PROMPT 1: Recast the stretch of the rows below, from their first line through the line that contains "18 L 72 0 L", as a Markdown table with columns Nr and Line, numbering each line and skipping blank ones.

PASSAGE PROVIDED:
Please help us to improve the documentation! You can check on the list of documentation issues on GitHub, and help us fix any, or add issues for anything that’s wrong or missing.

Small edits#

If you see a typo or some other small problem that you’d like to fix, this is most easily done through the GitHub UI.

Mouse over the GitHub icon at the top right of the page and click on the “Suggest edit” button. This will bring you to a web editor on GitHub for the source file in question, allowing you to quickly fix the typo and submit a pull request with the changes. Fix the typo, click the “Commit changes”, add a commit message like “Fixed typo” and click on the green “Propose file change” button. Then follow the dialogues until you’ve created a new pull request with your changes, so that we can incorporate them.

If the change you’d like to make is in the API documentation for a particular function, then you’ll need to find where this function is defined first. The simplest way to do this is to click the green “[source]” link next to the function. This will show you a HTML rendered version of the function, and the rest of the file that it is in. You can then navigate to this file on GitHub, and edit it using the same approach as above.

PROMPT 2: According to the passage on improving the documentation, which link sits next to a function in the API documentation?

SUPPLIED DATA:
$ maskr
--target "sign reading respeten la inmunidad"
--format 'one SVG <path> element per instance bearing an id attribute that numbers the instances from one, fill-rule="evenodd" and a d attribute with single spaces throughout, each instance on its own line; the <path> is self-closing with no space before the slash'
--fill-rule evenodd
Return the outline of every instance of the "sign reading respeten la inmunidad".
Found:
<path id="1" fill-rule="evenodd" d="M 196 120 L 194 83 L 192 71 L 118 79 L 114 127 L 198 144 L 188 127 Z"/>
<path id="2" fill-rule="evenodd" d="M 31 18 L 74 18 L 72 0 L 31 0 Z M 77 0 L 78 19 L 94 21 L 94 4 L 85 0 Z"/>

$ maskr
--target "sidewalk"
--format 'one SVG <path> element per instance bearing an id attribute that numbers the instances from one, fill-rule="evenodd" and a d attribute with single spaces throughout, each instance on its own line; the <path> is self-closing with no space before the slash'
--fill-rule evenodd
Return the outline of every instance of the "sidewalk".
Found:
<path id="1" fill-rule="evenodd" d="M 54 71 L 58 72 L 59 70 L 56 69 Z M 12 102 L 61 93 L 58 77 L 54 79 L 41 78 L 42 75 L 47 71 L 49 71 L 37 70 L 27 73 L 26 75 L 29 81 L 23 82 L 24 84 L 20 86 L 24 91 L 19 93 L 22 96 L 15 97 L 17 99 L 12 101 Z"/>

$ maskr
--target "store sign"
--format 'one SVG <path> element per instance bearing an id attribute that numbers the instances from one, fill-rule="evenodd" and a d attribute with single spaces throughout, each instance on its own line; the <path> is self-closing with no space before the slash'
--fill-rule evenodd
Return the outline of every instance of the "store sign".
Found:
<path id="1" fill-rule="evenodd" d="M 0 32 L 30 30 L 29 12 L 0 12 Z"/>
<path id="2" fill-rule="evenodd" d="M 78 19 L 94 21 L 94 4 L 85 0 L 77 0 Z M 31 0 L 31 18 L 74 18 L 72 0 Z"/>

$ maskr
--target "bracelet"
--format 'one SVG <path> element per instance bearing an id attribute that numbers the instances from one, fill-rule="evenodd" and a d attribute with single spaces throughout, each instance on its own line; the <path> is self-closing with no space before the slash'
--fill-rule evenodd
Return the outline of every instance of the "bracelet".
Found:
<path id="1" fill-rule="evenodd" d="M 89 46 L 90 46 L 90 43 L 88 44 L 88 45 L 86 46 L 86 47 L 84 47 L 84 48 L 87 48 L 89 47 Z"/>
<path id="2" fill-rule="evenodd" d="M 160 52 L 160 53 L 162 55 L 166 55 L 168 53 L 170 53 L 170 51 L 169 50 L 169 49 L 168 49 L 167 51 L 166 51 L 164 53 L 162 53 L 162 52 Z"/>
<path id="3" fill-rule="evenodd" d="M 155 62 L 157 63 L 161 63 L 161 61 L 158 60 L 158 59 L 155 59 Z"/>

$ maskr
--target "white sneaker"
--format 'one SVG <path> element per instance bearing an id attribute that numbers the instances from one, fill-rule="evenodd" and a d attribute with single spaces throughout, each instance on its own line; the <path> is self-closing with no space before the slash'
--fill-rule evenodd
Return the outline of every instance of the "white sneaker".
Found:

REPLY 1:
| Nr | Line |
|---|---|
| 1 | $ maskr |
| 2 | --target "sign reading respeten la inmunidad" |
| 3 | --format 'one SVG <path> element per instance bearing an id attribute that numbers the instances from one, fill-rule="evenodd" and a d attribute with single spaces throughout, each instance on its own line; the <path> is self-closing with no space before the slash' |
| 4 | --fill-rule evenodd |
| 5 | Return the outline of every instance of the "sign reading respeten la inmunidad". |
| 6 | Found: |
| 7 | <path id="1" fill-rule="evenodd" d="M 196 120 L 194 83 L 192 71 L 118 79 L 114 127 L 198 144 L 188 127 Z"/> |
| 8 | <path id="2" fill-rule="evenodd" d="M 31 18 L 74 18 L 72 0 L 31 0 Z M 77 0 L 78 19 L 94 21 L 94 4 L 85 0 Z"/> |

REPLY 2: The green “[source]” link.